> [Extracted entries]
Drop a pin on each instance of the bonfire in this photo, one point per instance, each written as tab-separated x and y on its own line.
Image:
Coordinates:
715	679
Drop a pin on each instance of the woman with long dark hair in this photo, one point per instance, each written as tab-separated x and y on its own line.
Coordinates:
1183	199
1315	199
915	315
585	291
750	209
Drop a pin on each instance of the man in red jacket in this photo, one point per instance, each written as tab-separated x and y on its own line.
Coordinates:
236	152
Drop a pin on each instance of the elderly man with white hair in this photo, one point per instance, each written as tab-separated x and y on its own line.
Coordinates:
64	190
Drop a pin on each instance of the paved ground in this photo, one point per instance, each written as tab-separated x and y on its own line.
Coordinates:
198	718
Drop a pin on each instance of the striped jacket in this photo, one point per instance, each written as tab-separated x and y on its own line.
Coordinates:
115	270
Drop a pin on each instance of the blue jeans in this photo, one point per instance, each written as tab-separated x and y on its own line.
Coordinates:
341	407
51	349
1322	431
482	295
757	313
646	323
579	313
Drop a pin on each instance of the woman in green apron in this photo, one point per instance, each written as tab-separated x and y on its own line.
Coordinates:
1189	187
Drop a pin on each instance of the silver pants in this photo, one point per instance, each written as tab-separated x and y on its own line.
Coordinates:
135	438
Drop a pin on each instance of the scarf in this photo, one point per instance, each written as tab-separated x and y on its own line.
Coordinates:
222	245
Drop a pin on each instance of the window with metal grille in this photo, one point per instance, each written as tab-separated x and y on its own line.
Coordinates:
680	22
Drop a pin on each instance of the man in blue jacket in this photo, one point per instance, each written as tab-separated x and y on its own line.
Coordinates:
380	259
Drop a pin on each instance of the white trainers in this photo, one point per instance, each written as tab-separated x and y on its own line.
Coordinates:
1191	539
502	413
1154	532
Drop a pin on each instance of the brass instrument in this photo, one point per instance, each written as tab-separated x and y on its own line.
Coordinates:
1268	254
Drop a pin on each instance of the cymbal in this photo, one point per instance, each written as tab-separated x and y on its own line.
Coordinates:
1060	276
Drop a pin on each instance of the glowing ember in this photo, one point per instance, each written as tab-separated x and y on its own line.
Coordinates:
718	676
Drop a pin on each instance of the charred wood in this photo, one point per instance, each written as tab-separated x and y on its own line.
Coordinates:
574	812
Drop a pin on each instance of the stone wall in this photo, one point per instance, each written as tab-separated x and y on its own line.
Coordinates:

> [What you should do] Which of the lines above include the word "white"? List those lines.

> [Answer below]
Drop a pin on each instance of the elderly man with white hair in this photo, one point per instance, each written as tab-separated x and y on its own line.
Drop a pin on each instance of the white trainers in this photo, one point per instance, each written as tab-separated x and y on its own line.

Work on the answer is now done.